• **Questions on the material**:
**A.** Return the passage of the Li Jingjing profile that begins at the words "Chinese canoeist" and stops after the words "in 11th place.", copied exactly.
**B.** Please sum up the Li Jingjing profile in two sentences.

• **Source text**:

Personal information
- Native name: 李晶晶
- Nationality: Chinese
- Born: 1 February 1985 (age 41) Changle, Fuzhou
- Height: 1.69 m (5 ft 7 in)
- Weight: 55 kg (121 lb)

Sport
- Country: China
- Sport: Canoe slalom
- Event: K1
- Retired: 2013

Medal record
Women's canoe slalom
Representing China
Asian Championships
| Gold medal – first place | 2010 Xiasi | K1 team |
| Bronze medal – third place | 2010 Xiasi | K1 |

= Li Jingjing (canoeist) =

Chinese canoeist

Li Jingjing (born February 1, 1985, in Changle, Fuzhou) is a Chinese slalom canoeist who competed at the international level from 2002 to 2013. At the 2004 Summer Olympics in Athens, she was eliminated in the qualifying round of the K1 event, finishing in 18th place. Four years later in Beijing, Li was eliminated in the semifinals of the same event. She was classified in 13th place. At the 2012 Summer Olympics in London she was once again eliminated in the semifinal of the K1 event, finishing in 11th place.

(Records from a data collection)

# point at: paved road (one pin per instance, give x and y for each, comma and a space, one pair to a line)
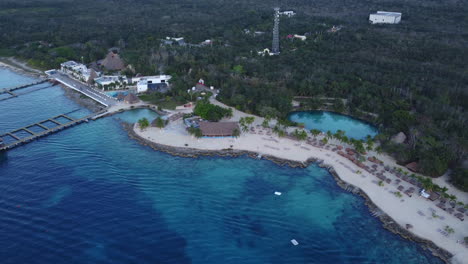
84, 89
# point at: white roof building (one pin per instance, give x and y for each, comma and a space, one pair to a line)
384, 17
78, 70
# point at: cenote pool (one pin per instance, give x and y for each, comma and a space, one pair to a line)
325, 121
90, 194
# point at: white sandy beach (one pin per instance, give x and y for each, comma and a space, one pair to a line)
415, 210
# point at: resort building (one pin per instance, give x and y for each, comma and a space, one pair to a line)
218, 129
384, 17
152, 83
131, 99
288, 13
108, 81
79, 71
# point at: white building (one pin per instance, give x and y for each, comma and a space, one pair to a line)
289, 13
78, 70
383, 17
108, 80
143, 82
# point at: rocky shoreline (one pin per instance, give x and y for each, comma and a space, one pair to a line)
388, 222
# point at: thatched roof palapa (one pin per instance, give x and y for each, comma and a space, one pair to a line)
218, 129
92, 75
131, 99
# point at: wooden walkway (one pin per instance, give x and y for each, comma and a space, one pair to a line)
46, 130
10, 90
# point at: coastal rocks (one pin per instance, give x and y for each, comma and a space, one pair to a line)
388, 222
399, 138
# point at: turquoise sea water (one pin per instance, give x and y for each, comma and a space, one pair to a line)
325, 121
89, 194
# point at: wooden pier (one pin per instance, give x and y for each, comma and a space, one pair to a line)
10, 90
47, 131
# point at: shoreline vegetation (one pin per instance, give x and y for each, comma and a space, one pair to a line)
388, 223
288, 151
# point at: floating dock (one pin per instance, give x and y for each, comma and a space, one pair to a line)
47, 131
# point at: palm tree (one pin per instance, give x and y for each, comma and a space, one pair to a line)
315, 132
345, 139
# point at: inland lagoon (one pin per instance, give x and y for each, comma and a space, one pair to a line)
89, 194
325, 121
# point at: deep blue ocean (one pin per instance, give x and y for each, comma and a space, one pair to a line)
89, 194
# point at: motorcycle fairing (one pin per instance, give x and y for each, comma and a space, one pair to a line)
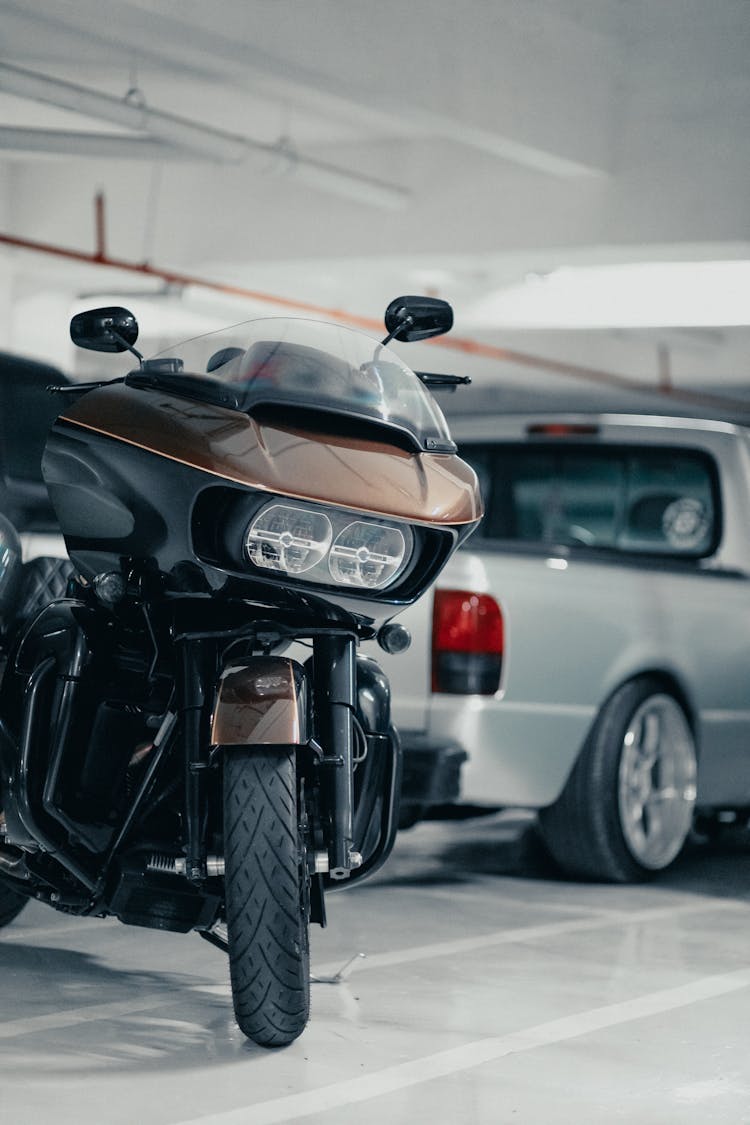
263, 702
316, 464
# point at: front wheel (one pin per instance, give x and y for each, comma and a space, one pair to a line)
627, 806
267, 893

---

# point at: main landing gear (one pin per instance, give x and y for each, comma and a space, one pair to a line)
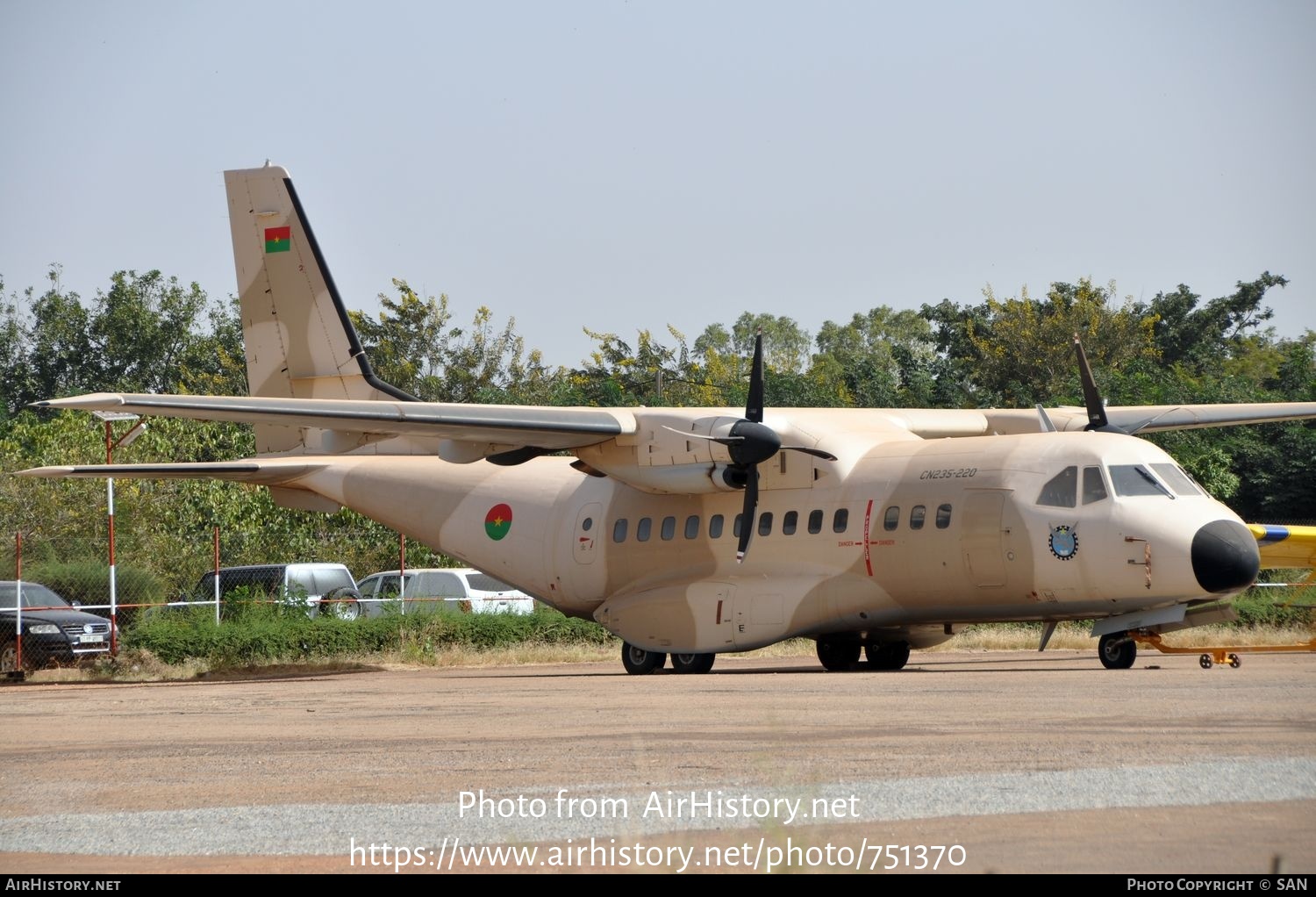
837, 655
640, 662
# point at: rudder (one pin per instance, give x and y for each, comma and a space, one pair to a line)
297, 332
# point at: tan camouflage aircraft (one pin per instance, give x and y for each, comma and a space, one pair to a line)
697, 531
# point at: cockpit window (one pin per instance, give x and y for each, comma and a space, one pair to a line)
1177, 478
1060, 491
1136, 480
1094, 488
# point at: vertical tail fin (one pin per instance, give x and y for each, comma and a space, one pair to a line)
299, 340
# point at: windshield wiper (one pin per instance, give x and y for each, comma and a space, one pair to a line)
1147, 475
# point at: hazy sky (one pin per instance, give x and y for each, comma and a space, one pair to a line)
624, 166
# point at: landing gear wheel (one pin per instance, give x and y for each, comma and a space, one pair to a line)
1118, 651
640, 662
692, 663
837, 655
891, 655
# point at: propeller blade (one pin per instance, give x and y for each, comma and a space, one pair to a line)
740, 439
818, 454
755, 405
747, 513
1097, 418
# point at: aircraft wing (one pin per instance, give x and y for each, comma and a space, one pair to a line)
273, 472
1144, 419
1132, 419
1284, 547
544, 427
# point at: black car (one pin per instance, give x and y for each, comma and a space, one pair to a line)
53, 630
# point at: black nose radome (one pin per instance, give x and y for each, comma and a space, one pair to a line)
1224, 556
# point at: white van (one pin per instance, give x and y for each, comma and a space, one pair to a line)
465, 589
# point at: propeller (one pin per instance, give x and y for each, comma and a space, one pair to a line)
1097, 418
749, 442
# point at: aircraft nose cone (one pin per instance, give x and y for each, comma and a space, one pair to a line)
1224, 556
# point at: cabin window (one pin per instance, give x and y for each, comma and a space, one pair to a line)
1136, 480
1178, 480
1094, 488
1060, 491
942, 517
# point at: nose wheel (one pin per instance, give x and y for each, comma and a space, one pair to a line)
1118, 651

==

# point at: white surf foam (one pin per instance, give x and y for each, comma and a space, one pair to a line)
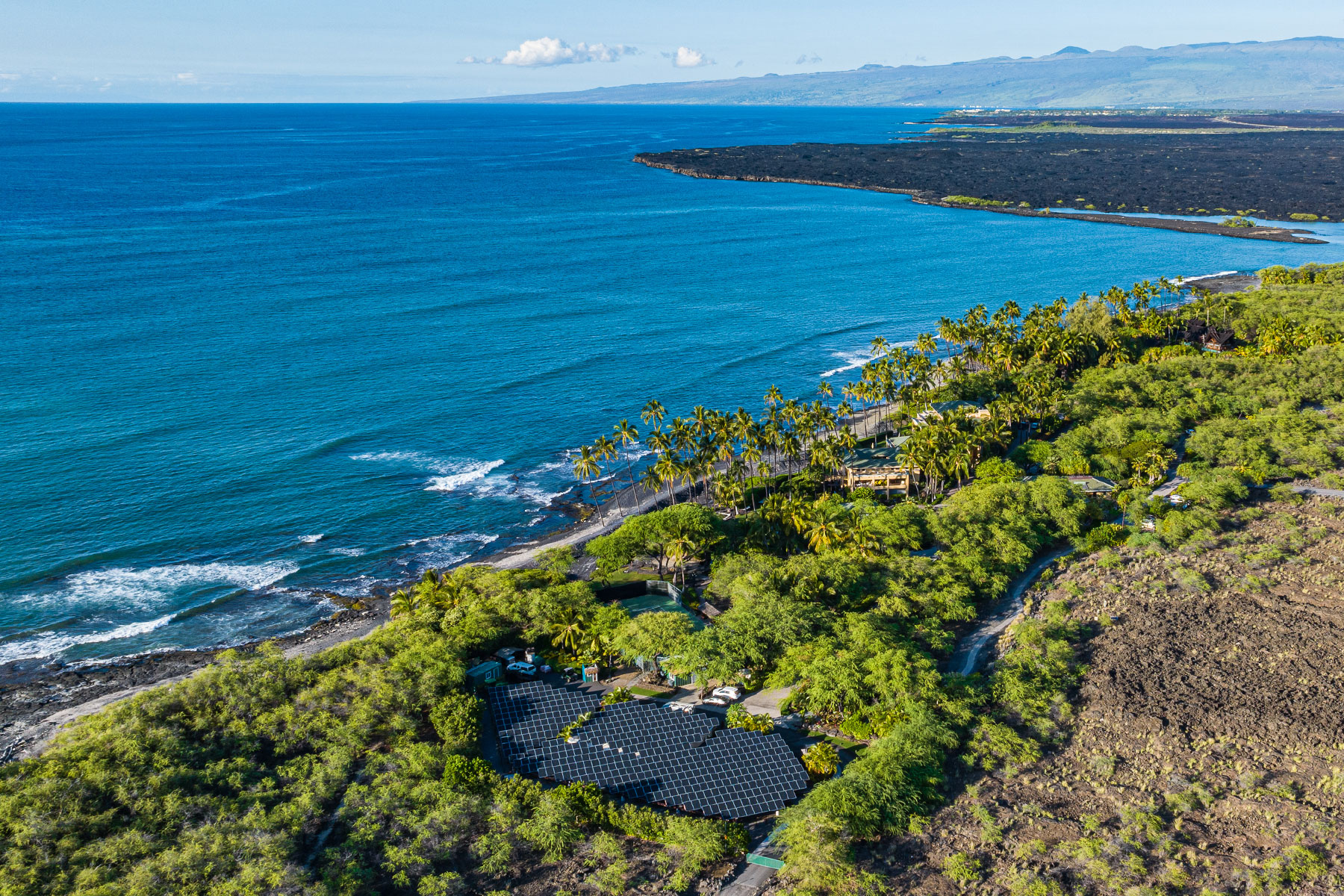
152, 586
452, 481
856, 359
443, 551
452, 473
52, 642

• **Solved problems**:
**A.**
Chinese canoeist

Li Jingjing (born February 1, 1985, in Changle, Fuzhou) is a Chinese slalom canoeist who competed at the international level from 2002 to 2013. At the 2004 Summer Olympics in Athens, she was eliminated in the qualifying round of the K1 event, finishing in 18th place. Four years later in Beijing, Li was eliminated in the semifinals of the same event. She was classified in 13th place. At the 2012 Summer Olympics in London she was once again eliminated in the semifinal of the K1 event, finishing in 11th place.

**B.** Li Jingjing, born February 1, 1985, in Changle, Fuzhou, is a Chinese slalom canoeist who competed at the international level from 2002 to 2013. In the K1 event she was eliminated in the qualifying round at the 2004 Athens Olympics (18th place), then in the semifinals at the Beijing Games four years later (13th place) and at the 2012 London Olympics (11th place).